### Aim
Return every line of the records below that contains the string "beach", matching case exactly.

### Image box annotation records
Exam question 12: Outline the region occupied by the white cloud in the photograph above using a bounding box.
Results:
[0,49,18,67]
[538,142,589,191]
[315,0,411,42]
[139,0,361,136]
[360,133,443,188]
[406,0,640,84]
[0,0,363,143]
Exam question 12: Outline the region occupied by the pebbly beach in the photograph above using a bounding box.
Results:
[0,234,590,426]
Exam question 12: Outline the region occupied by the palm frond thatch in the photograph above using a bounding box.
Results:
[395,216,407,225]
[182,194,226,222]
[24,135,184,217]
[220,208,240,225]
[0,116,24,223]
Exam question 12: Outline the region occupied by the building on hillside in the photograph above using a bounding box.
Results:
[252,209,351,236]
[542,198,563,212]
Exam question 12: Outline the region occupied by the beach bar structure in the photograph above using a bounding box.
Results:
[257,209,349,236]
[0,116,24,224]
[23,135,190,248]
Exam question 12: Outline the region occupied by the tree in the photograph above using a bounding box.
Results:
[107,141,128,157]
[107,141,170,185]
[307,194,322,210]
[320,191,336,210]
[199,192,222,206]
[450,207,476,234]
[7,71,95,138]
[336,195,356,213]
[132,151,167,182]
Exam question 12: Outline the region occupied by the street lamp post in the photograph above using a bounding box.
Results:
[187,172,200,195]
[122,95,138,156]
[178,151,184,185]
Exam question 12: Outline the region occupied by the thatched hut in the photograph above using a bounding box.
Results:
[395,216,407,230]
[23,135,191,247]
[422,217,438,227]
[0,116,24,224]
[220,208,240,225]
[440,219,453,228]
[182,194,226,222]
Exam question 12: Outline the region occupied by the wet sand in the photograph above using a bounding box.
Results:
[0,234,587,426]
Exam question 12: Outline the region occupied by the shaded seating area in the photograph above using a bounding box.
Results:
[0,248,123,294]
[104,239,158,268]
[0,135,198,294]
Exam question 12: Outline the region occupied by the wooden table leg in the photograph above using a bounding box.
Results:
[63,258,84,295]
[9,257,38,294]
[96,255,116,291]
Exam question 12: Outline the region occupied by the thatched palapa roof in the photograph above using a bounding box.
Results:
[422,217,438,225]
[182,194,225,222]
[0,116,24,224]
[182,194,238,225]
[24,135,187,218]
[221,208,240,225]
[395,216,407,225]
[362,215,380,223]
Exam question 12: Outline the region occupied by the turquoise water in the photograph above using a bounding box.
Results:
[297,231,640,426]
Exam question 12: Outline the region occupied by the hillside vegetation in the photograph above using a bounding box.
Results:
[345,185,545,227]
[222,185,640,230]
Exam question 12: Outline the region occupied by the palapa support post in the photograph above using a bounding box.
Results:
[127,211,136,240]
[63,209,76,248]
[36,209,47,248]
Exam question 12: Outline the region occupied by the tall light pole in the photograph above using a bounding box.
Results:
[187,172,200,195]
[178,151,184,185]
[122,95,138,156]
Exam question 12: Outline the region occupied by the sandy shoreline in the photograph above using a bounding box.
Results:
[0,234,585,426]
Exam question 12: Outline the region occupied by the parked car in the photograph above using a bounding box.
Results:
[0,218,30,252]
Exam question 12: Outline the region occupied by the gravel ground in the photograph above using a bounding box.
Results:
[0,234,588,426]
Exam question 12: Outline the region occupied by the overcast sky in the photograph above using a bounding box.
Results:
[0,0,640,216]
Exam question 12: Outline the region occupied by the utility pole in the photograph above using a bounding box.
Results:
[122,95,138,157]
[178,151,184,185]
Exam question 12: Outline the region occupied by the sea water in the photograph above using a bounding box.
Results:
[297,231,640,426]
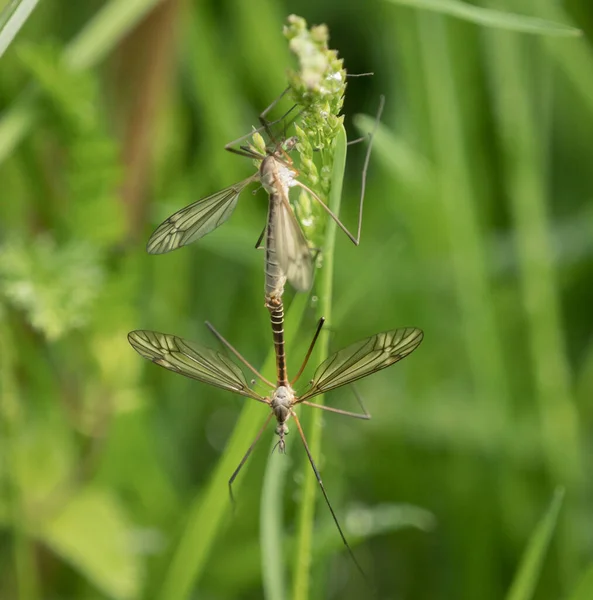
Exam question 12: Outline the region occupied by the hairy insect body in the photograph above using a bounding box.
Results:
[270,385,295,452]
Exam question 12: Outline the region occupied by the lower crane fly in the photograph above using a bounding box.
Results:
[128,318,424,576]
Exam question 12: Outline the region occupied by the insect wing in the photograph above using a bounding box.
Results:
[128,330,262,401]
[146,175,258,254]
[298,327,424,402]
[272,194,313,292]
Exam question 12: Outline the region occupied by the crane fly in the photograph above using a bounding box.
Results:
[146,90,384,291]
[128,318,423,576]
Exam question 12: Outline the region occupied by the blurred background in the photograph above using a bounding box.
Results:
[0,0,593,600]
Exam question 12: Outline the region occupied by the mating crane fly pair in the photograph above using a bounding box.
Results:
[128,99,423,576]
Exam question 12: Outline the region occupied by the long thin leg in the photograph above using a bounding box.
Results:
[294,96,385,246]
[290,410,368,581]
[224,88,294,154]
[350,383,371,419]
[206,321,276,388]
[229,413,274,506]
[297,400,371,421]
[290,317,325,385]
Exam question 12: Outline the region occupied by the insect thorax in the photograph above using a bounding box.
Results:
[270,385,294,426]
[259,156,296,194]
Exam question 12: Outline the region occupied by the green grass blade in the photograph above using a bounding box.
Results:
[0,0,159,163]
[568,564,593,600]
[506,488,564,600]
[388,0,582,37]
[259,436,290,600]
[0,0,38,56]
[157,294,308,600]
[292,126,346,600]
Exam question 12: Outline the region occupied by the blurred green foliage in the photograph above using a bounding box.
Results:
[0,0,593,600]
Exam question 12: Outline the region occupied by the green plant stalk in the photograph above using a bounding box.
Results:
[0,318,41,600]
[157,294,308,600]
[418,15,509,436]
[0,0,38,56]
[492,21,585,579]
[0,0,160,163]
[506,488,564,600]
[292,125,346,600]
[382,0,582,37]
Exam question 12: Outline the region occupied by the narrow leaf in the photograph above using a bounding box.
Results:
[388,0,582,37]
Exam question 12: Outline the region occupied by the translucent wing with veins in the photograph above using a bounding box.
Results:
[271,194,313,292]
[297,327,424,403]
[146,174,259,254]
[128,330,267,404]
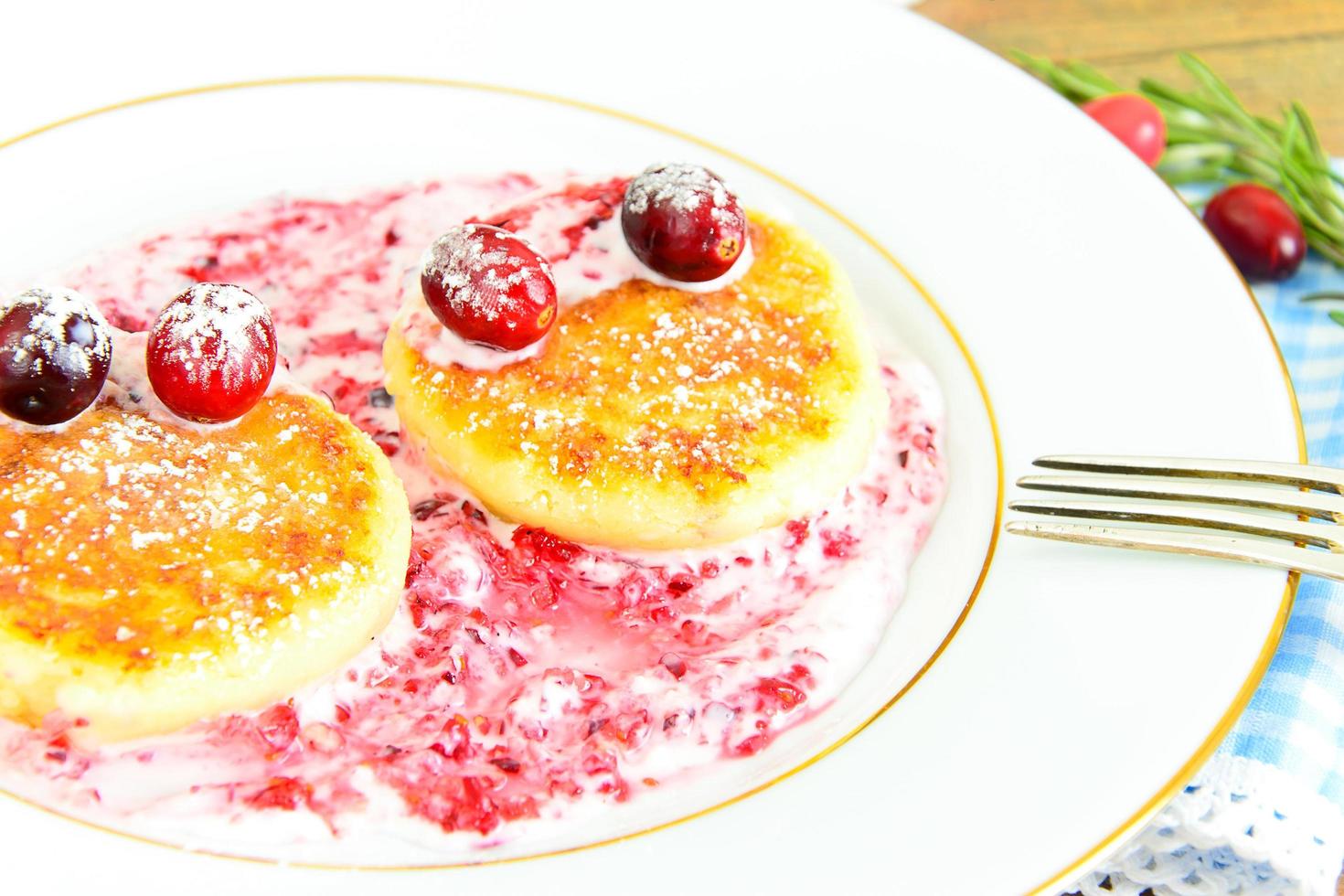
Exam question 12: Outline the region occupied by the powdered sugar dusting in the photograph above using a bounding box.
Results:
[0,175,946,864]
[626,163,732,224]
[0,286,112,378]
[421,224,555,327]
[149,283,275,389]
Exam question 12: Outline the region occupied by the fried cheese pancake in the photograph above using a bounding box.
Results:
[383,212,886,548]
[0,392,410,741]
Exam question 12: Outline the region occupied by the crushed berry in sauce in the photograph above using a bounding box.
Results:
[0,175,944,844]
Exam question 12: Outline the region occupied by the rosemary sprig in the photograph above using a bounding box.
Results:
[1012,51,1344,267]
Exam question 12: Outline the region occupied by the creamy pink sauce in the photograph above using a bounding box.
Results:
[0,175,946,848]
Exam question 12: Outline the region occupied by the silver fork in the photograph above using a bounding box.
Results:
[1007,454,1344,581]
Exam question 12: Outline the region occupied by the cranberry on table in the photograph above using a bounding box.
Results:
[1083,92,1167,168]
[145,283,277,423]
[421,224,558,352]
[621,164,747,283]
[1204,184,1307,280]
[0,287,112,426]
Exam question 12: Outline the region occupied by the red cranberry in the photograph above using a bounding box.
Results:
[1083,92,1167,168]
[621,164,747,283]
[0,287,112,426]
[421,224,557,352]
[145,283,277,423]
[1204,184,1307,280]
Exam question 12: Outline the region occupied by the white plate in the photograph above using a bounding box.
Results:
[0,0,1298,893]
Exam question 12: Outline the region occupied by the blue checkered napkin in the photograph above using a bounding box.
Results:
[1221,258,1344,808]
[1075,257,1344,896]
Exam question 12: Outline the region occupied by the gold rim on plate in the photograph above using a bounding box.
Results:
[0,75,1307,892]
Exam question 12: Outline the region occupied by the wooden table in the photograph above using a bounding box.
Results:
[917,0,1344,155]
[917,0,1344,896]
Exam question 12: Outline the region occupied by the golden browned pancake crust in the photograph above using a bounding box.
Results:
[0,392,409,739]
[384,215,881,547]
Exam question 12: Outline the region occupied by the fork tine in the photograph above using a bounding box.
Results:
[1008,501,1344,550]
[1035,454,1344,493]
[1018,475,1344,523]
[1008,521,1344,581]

...

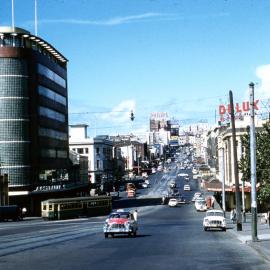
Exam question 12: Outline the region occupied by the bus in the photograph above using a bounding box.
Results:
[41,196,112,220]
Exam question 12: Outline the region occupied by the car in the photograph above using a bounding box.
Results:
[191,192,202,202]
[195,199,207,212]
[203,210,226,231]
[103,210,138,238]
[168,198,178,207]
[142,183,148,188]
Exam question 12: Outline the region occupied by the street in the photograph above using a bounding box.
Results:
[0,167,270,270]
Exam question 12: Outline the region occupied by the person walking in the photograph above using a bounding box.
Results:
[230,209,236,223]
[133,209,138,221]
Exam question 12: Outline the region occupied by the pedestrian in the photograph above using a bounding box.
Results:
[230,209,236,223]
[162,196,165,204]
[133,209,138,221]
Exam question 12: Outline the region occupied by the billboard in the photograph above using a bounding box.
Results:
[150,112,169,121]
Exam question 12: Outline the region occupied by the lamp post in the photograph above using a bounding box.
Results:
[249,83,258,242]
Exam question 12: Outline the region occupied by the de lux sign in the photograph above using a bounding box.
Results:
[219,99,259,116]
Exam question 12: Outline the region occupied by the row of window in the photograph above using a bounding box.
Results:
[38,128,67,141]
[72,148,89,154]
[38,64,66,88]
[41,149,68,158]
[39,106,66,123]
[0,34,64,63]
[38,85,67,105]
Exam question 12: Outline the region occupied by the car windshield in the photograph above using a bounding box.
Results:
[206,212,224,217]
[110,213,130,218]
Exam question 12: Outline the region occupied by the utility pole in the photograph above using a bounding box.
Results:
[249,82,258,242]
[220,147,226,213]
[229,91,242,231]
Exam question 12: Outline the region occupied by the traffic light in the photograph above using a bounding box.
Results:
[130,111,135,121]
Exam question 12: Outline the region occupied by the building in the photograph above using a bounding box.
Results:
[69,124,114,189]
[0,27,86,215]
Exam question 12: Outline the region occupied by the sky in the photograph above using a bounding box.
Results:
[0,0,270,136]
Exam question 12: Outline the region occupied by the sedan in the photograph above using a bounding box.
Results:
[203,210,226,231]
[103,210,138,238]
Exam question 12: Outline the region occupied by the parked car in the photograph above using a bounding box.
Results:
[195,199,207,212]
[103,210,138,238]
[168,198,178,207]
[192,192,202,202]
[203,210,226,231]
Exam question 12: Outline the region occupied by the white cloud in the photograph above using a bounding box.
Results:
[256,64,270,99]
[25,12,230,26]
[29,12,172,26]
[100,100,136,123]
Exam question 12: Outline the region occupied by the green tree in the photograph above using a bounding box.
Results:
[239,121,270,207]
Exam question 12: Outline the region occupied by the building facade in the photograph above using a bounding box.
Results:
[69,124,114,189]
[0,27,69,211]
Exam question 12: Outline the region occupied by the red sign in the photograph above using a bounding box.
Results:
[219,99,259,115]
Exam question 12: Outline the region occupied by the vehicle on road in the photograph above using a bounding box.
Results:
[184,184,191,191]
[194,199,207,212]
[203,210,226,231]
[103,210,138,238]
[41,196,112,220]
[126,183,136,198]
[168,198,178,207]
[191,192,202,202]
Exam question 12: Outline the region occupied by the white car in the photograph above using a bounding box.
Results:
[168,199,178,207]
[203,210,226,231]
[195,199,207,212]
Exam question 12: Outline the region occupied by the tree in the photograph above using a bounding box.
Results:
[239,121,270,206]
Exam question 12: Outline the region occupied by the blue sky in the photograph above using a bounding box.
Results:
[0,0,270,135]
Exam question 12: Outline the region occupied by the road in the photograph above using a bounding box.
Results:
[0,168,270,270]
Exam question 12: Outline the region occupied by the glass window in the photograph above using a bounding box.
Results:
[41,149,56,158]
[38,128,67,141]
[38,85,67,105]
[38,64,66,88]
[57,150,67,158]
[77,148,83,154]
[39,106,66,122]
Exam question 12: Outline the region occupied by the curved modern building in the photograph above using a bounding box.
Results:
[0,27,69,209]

### Reply
Exam question 12: Outline the region occupied by the pebbly beach in the photograph above using a bounding box.
Exam question 12: Outline the region occupied by the beach bar structure in the photograph above using a bounding box.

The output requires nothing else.